When you answer, restate the entries below without altering anything.
╭─ DATA FOR PROCESSING
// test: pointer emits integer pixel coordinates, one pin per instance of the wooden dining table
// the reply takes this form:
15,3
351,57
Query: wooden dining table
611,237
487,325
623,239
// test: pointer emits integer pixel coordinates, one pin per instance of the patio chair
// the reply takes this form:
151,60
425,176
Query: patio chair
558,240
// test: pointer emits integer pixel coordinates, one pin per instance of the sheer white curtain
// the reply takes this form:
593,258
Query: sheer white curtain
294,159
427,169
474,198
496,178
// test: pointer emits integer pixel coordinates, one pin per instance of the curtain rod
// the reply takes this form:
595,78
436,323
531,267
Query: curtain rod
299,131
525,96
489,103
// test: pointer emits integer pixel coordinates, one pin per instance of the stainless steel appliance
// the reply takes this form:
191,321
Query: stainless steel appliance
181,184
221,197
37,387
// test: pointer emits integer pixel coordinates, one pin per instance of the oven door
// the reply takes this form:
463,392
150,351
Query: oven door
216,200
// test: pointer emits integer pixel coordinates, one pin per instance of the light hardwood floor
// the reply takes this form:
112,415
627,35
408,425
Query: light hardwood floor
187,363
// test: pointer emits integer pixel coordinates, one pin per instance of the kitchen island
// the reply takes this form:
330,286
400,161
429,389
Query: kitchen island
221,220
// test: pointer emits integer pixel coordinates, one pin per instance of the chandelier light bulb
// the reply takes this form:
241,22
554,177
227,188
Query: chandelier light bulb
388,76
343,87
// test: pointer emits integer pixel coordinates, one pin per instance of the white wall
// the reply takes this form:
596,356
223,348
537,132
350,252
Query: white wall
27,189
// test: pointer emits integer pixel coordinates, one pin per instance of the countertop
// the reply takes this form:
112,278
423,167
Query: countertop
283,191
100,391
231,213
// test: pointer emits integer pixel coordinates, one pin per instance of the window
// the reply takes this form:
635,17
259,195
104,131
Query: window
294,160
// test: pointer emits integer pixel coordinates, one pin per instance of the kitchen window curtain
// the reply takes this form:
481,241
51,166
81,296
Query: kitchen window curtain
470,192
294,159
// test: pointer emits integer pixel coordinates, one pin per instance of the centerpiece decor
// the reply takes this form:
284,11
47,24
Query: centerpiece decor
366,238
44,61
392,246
╰─
SOLUTION:
// test: pointer emits integer pixel coordinates, one pin per instance of the wooden dining table
// the reply takes this form:
15,3
351,57
Query: wooden dining table
611,237
487,325
623,239
// test: pointer emits integer pixel coordinates, one pin per instance of the patio chair
// the reply takes this form:
151,60
425,176
Query: patio chair
558,240
// test: pointer emits integer pixel coordinates, one pin per instance of the sheer white curtain
// the reply takes this form:
593,258
Query: sheer white curtain
294,159
427,169
474,198
496,178
// test: pointer emits integer pixel coordinates, one pin per instance of the curtain rod
// the reply takes this form:
595,78
436,323
531,267
Query: curtain rod
299,131
525,96
489,103
// test: pointer emits integer pixel coordinates, one pin per instance of the stainless steel appliance
// the reply takes this form:
191,321
Query: stainless steel appliance
181,184
221,197
37,387
// test: pointer emits integer pixel coordinates, one pin per instance of the oven door
// the reply takes this form:
463,392
150,351
Query: oven door
216,200
// test: pointer emits integer pixel coordinates, one pin per instance of the light hardwood floor
// the reply takes this form:
112,415
627,35
408,425
Query: light hardwood floor
187,363
// test: pointer emits integer pixel coordinates, one pin per instance of the kitchen island
// the reply takes this form:
330,286
400,161
429,389
Query: kitchen island
221,220
// test: pointer emits integer pixel coordinates, one pin per instance of the chandelier light bulb
// the reply takes this form:
241,22
554,177
227,188
Query: chandelier light bulb
388,76
343,87
// test: pointer emits integer pixel coordinates, one pin per instance of the white wall
// the reply takes this form:
596,356
223,348
537,132
350,252
Query: white wall
27,189
// test: pointer emits integer pixel coordinates, one pin per instance of the countertop
// the reply takes this form:
112,278
423,167
Query: countertop
283,191
100,391
231,213
// test: pointer emits integer pixel coordinates, one pin per instance of the window
// the reply takes this form:
635,17
259,195
104,131
Query: window
294,160
// test: pointer emits integer pixel coordinates, one pin per instance of the kitchen window curtain
// the reply takes this form:
481,241
51,166
81,296
Query: kitchen window curtain
470,192
294,159
// test: pointer emits integer pixel coordinates, one pin per instance of the centerpiece decor
// the reply takes this form:
284,11
47,24
Query: centerpiece decor
366,238
44,61
392,246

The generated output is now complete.